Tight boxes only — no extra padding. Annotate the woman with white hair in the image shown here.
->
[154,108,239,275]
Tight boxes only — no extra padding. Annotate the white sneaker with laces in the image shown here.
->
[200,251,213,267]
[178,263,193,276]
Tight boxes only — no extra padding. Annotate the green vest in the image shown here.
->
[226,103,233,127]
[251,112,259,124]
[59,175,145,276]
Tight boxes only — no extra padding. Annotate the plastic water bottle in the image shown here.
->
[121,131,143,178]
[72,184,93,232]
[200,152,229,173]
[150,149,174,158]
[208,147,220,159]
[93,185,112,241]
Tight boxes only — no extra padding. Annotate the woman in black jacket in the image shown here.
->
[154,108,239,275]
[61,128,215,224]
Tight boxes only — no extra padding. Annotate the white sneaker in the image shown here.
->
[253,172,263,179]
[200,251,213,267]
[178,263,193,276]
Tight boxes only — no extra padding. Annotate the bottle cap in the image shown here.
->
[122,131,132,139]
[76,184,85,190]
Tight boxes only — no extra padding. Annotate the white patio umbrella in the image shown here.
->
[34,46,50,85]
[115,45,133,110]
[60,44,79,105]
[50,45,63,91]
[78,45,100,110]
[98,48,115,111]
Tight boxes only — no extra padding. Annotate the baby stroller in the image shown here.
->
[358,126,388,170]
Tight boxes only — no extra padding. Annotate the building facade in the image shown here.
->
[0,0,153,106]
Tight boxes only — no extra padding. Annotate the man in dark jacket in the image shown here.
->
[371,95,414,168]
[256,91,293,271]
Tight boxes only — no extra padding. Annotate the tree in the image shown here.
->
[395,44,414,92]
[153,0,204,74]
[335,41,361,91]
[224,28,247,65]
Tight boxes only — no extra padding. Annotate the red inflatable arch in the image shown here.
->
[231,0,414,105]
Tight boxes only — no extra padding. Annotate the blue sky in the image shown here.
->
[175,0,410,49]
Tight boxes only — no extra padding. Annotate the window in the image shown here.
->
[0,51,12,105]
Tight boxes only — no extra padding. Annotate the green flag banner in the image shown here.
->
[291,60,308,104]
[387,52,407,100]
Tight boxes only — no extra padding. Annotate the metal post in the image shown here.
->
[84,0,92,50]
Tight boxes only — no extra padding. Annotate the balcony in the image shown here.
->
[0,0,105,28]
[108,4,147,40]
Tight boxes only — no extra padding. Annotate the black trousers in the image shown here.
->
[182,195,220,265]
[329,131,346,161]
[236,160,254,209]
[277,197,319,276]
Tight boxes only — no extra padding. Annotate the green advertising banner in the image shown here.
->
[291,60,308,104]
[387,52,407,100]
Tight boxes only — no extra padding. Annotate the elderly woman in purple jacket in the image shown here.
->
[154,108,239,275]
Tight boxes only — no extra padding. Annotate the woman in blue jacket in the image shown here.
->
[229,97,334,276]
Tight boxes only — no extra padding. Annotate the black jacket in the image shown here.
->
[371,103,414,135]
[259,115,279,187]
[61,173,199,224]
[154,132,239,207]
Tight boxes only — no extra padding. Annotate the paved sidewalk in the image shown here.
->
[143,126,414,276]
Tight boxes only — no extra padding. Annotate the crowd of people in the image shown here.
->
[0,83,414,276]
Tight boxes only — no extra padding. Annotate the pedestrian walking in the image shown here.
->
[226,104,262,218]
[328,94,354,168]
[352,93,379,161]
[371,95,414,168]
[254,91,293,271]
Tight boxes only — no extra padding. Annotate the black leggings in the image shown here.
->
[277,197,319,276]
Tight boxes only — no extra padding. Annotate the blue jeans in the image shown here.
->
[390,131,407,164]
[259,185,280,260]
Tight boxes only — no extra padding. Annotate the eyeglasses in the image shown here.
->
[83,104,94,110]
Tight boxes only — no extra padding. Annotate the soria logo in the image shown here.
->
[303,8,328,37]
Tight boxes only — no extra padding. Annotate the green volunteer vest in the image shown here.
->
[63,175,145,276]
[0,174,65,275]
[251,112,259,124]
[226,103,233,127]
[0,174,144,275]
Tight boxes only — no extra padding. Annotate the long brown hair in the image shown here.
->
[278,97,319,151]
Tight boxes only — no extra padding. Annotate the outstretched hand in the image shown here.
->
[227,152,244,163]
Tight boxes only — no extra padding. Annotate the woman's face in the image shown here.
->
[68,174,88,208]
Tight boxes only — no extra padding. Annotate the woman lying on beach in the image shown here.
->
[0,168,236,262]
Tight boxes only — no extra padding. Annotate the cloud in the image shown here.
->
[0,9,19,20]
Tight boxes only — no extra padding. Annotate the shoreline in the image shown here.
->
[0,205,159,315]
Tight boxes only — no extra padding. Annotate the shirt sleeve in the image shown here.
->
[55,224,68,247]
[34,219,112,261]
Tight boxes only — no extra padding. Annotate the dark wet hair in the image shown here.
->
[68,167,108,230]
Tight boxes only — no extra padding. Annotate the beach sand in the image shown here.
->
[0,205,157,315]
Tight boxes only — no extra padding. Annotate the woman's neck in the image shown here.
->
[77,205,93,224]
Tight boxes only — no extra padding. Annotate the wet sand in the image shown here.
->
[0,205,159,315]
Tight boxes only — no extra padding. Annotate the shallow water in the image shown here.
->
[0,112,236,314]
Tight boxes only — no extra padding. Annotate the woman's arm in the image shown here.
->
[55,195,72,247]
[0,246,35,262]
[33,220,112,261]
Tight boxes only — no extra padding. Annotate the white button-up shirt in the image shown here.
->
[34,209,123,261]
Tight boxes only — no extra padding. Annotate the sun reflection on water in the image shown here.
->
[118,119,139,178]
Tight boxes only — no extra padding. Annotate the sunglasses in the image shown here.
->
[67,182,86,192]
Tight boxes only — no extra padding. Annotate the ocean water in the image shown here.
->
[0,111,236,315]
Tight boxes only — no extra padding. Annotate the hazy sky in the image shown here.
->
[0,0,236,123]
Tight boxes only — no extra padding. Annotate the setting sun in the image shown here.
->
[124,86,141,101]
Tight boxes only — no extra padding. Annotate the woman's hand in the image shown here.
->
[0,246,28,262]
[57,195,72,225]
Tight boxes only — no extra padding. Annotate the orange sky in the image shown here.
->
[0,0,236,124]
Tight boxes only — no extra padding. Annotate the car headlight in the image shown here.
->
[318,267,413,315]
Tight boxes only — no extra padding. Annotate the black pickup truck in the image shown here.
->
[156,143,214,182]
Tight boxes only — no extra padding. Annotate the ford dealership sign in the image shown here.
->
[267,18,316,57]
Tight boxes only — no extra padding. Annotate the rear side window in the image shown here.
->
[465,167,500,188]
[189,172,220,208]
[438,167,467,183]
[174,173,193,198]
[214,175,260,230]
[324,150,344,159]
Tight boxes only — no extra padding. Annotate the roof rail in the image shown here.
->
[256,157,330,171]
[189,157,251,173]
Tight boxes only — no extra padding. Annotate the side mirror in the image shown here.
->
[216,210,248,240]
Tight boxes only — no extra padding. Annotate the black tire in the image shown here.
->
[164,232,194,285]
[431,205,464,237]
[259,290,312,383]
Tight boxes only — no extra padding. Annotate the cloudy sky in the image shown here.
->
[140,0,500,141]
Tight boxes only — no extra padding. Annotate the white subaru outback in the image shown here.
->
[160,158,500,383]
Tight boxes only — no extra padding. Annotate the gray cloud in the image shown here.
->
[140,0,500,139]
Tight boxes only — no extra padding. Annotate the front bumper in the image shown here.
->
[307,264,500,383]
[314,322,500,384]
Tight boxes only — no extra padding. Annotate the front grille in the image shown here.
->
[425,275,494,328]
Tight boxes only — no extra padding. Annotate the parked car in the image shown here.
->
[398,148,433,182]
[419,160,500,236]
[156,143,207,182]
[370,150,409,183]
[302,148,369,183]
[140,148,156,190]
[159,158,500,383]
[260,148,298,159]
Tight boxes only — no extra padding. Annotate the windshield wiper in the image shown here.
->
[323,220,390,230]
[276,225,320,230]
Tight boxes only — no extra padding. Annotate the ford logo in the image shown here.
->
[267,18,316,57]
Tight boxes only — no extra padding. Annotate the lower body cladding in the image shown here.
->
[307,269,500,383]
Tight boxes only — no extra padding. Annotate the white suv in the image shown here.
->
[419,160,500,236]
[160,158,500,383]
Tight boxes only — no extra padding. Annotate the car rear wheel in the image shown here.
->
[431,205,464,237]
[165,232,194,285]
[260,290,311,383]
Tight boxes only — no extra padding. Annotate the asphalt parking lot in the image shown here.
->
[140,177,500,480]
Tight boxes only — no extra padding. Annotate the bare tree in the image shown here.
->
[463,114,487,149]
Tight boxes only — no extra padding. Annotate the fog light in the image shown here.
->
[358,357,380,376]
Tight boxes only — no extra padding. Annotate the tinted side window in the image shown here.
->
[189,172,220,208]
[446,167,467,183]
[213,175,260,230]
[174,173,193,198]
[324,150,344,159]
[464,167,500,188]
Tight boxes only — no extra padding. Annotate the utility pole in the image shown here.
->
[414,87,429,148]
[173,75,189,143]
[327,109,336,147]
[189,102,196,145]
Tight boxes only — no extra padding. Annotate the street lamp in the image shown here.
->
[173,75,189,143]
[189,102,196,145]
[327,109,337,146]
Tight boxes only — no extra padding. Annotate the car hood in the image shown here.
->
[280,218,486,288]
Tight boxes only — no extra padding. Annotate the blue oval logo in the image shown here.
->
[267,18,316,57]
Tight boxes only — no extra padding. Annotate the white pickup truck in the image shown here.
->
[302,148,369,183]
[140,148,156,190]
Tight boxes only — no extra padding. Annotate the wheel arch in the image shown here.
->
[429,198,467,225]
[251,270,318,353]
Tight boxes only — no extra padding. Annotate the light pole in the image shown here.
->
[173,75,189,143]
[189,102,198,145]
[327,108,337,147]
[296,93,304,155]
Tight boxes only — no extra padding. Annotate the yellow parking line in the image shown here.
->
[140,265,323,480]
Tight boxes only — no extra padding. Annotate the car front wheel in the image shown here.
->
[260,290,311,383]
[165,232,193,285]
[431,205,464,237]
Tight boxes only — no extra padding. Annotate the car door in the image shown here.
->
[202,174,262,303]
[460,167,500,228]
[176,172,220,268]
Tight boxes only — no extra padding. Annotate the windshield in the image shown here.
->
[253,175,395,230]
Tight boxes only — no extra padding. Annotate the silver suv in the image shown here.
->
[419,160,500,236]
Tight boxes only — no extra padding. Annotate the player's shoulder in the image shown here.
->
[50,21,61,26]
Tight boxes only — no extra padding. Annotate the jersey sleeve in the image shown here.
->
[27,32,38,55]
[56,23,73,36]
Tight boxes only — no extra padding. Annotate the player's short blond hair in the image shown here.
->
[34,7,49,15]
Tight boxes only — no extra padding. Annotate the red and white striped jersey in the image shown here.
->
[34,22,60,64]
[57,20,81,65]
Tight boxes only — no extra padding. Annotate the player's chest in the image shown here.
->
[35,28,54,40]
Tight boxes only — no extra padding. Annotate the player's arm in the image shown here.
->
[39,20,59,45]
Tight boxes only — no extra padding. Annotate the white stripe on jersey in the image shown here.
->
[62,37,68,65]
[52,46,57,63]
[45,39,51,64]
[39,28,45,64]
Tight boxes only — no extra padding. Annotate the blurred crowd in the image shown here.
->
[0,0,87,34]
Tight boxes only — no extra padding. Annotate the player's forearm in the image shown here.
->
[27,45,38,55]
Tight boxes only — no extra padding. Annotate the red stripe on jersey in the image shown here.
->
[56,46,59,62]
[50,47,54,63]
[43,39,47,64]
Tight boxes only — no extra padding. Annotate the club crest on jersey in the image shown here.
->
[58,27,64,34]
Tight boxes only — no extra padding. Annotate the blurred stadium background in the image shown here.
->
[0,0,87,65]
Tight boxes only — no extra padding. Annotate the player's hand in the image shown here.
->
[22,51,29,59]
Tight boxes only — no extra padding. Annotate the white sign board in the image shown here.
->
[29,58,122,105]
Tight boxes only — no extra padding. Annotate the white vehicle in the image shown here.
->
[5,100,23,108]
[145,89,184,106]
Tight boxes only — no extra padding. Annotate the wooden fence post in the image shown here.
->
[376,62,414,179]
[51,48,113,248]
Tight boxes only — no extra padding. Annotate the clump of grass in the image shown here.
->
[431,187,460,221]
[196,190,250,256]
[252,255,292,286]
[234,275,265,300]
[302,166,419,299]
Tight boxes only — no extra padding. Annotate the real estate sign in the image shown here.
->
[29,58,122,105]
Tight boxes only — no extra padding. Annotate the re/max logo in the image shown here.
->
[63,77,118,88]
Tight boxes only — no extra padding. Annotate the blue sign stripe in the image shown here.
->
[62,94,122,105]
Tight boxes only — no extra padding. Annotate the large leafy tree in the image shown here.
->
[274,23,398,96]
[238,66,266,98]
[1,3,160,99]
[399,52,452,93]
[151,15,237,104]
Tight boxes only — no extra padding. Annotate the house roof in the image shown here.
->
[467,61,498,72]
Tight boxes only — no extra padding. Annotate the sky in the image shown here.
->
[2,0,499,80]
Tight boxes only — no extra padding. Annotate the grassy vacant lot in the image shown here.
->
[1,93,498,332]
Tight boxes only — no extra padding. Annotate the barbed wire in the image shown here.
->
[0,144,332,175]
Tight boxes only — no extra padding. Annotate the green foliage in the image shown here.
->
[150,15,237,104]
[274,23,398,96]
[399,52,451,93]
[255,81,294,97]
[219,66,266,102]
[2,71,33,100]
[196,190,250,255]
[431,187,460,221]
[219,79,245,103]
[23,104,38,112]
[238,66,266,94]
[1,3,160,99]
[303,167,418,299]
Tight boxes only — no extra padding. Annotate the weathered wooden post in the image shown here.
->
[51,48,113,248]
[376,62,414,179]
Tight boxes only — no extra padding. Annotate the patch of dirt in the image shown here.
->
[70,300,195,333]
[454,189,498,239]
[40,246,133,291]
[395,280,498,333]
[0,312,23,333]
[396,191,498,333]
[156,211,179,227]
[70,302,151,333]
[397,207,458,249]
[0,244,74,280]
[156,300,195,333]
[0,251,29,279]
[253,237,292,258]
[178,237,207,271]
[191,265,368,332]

▸ **SET PROBLEM**
Write out verbatim the stretch of the records from the line containing "Tight boxes only — no extra padding. Annotate the grassy" through the line containing "[0,144,332,175]", both included.

▸ **EXPECTED ANSWER**
Tight boxes only — no extra padding. Annotate the grassy vacant lot in the image shown here.
->
[1,93,498,332]
Tight boxes only — no extra padding. Annotate the barbed wire in the image shown here.
->
[0,144,332,175]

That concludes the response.